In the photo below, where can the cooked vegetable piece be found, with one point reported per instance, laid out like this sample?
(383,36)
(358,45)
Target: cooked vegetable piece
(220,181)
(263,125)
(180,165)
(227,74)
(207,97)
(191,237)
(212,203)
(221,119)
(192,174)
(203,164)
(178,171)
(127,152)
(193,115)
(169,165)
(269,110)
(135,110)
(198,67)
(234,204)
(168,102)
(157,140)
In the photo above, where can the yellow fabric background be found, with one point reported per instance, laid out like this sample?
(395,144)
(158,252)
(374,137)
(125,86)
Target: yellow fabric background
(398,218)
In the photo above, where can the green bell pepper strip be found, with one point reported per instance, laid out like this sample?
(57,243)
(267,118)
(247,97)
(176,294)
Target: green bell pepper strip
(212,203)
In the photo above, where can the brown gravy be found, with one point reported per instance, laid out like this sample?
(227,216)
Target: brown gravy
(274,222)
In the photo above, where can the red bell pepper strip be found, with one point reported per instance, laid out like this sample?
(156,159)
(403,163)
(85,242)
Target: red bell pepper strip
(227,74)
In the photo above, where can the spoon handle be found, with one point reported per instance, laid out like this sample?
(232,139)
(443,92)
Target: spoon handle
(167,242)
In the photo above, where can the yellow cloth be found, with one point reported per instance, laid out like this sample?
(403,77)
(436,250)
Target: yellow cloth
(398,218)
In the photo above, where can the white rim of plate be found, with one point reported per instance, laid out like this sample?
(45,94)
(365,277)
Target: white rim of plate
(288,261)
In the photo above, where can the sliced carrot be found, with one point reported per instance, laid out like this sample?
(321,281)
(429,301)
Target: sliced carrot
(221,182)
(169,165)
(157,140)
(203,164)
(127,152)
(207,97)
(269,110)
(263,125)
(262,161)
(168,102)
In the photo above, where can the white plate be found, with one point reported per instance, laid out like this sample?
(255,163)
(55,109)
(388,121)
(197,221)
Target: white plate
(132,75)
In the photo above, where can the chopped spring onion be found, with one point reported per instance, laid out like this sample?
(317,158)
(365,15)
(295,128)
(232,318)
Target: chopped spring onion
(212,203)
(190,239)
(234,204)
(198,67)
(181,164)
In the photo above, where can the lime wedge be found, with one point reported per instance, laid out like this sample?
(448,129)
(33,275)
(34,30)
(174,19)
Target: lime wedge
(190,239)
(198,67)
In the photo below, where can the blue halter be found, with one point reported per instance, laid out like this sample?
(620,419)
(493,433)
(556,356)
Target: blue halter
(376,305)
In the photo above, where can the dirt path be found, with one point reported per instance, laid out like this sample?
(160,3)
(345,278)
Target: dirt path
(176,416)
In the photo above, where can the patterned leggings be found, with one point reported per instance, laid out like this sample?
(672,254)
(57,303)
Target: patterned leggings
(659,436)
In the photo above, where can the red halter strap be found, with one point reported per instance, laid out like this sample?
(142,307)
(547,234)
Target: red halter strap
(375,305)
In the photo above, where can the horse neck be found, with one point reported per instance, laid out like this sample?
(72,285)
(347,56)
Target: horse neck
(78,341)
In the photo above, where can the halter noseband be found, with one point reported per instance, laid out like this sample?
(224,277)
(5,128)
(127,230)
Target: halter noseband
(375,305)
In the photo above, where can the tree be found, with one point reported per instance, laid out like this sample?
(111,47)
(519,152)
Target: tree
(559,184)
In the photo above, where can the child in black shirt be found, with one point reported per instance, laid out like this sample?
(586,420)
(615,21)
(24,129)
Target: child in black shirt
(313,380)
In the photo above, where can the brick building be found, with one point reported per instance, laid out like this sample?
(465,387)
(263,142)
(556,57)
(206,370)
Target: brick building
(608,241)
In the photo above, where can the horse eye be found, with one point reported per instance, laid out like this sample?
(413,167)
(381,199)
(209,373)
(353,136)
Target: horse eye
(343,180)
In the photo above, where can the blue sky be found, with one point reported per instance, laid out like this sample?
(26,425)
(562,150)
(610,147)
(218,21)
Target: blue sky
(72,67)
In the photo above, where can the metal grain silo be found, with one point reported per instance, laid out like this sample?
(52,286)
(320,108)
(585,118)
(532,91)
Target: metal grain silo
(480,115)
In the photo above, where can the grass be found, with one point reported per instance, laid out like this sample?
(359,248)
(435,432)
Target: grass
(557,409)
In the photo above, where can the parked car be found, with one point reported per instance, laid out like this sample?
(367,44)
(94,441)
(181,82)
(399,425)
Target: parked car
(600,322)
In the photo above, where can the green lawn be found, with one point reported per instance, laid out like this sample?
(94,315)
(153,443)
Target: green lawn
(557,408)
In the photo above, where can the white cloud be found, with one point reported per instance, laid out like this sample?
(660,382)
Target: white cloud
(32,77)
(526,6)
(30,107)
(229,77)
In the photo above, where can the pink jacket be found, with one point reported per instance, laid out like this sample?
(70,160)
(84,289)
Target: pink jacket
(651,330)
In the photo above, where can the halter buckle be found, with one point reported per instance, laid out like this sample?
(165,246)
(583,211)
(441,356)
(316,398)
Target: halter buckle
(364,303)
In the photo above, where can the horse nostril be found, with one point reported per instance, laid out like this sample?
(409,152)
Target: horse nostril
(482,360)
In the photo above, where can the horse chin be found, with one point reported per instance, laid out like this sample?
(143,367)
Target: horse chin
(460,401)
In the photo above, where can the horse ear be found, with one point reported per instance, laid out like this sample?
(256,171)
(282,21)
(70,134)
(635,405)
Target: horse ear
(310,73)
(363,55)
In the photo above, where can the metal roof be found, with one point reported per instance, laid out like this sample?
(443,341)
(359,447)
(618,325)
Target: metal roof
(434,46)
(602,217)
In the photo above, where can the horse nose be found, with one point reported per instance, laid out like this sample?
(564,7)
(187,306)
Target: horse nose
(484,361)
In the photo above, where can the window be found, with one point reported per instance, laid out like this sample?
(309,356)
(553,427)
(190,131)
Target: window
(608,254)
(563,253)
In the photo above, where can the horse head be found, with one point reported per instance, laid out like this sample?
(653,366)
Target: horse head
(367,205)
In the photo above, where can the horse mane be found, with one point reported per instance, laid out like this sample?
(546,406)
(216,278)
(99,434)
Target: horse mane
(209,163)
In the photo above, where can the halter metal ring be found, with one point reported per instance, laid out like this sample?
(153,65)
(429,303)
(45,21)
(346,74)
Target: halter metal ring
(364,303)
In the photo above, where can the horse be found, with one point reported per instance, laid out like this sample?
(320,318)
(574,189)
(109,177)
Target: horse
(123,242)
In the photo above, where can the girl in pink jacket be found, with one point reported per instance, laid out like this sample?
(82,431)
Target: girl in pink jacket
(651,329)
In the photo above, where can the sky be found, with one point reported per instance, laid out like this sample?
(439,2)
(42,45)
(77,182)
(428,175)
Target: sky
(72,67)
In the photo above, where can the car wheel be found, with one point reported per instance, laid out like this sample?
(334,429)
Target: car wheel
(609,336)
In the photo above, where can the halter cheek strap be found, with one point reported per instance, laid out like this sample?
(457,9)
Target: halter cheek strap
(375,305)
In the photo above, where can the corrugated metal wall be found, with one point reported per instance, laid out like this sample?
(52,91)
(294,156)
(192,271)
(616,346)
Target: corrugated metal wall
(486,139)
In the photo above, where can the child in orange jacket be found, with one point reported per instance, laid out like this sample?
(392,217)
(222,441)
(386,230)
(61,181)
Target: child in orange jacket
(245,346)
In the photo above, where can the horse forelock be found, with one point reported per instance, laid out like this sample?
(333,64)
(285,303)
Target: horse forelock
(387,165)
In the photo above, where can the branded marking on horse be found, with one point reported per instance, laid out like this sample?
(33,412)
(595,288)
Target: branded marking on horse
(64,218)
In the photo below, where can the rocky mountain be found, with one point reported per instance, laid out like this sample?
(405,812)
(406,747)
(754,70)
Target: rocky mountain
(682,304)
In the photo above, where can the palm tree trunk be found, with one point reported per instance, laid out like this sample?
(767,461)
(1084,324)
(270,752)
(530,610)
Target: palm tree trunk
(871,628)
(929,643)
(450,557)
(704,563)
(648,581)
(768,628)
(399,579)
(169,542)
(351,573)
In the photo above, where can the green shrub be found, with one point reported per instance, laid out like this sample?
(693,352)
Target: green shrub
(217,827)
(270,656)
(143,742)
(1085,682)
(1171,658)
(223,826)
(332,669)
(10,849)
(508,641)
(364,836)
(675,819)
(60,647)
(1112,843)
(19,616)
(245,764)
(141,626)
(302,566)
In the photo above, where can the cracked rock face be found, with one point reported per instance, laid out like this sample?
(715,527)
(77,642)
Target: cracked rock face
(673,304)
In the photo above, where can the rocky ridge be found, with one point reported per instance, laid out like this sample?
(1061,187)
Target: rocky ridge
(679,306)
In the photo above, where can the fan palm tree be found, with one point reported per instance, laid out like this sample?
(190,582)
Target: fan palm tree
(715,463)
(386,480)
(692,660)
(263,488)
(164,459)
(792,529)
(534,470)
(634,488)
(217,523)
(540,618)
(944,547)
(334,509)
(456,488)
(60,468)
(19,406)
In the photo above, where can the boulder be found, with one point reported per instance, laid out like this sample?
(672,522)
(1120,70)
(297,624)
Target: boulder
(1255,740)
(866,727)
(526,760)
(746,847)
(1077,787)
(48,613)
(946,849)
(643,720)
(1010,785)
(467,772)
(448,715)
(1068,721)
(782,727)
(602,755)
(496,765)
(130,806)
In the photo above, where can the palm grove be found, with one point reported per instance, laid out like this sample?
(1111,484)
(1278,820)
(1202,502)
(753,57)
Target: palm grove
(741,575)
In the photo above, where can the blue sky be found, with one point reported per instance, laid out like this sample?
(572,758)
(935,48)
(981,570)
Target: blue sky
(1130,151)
━━━━
**Request**
Set out exactly the run of lines that begins at the line holding "In the photo above, where can the boulder" and ends at the last line of the data.

**Full answer**
In the photo above, where can the boulder be found, with one point reported per instance, laid out like this sample?
(672,522)
(1120,70)
(297,624)
Target: boulder
(1255,740)
(866,727)
(526,760)
(746,847)
(1077,787)
(48,613)
(946,849)
(643,720)
(1010,785)
(467,772)
(448,715)
(1068,721)
(782,727)
(602,755)
(496,765)
(130,806)
In the photo above, where can the palm grove be found, with one point reported per instance, laid out like this sample?
(1111,484)
(1278,820)
(1202,502)
(753,57)
Target: palm grove
(741,575)
In the photo above, where can the blue sky be found, with one point reported per instance, laid out like this sample?
(572,758)
(935,48)
(981,570)
Target: blue sky
(1130,151)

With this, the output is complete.